# DATA SHOWN
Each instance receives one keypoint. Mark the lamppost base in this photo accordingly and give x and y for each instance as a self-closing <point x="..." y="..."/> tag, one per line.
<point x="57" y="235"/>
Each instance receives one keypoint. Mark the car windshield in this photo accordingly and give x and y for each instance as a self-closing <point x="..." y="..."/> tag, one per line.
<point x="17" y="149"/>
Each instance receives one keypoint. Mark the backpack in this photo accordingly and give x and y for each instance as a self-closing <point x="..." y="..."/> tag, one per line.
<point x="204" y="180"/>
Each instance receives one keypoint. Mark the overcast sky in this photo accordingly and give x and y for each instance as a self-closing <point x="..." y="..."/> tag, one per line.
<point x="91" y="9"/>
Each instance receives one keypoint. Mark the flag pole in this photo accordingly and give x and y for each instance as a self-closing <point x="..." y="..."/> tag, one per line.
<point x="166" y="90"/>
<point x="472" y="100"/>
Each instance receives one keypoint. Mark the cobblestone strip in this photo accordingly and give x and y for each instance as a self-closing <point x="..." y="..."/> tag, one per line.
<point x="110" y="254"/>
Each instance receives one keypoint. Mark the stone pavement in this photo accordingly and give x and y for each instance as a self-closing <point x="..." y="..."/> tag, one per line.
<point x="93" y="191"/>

* * *

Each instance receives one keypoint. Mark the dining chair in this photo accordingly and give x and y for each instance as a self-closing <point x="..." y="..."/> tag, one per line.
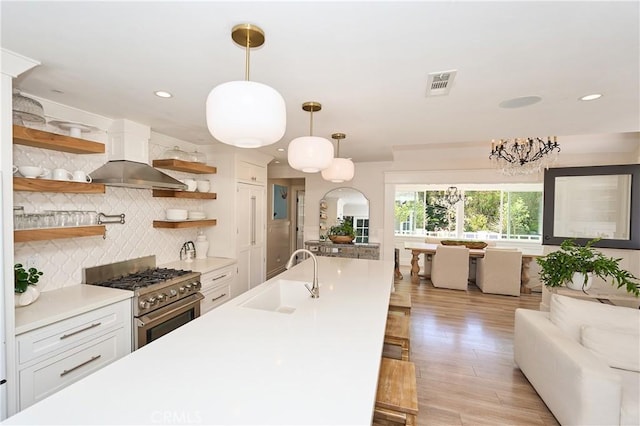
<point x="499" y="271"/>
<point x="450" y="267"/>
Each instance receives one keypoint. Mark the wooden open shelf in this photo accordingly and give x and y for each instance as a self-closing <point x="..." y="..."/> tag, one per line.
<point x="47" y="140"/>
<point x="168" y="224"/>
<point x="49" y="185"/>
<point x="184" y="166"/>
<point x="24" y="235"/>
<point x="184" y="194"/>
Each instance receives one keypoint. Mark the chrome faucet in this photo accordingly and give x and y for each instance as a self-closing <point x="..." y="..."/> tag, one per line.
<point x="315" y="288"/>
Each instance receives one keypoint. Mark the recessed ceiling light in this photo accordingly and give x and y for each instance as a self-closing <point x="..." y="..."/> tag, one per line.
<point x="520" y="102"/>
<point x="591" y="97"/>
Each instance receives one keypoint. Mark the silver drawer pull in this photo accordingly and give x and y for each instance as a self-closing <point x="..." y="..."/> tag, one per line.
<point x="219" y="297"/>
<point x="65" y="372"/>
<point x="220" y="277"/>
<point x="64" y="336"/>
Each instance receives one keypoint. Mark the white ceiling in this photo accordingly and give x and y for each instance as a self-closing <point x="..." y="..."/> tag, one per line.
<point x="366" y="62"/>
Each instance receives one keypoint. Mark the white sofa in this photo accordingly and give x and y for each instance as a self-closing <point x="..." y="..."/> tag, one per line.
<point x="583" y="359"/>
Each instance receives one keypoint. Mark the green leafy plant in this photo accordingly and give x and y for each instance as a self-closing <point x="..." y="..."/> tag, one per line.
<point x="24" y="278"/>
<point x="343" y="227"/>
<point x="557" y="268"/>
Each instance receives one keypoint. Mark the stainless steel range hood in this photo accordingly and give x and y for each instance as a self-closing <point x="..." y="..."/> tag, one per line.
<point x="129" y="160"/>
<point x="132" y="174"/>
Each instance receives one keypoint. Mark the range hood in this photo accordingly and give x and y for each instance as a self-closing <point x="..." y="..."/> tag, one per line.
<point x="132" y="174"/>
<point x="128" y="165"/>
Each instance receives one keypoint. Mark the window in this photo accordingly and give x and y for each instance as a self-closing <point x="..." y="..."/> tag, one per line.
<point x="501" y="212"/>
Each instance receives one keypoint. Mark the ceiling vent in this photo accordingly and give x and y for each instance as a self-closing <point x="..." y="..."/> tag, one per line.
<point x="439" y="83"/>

--

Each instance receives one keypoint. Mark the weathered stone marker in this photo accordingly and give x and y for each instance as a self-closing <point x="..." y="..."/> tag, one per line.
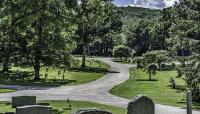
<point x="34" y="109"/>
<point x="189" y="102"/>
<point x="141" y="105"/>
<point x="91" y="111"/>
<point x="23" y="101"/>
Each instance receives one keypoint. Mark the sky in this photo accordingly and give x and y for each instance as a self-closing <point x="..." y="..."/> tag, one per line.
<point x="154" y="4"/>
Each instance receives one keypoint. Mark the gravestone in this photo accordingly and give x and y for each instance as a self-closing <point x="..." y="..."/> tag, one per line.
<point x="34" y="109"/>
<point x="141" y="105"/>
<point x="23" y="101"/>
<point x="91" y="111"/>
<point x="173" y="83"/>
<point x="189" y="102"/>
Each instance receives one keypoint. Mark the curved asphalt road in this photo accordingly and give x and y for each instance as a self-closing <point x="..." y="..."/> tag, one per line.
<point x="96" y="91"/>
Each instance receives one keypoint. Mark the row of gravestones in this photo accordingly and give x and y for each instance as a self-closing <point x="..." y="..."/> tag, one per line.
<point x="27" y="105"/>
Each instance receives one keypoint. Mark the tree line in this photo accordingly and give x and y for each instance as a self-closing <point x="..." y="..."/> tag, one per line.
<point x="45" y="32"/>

# GIVEN REQUEST
Count the lines in the records that contain the word "white". Reply with the number alone.

# EXERCISE RESULT
2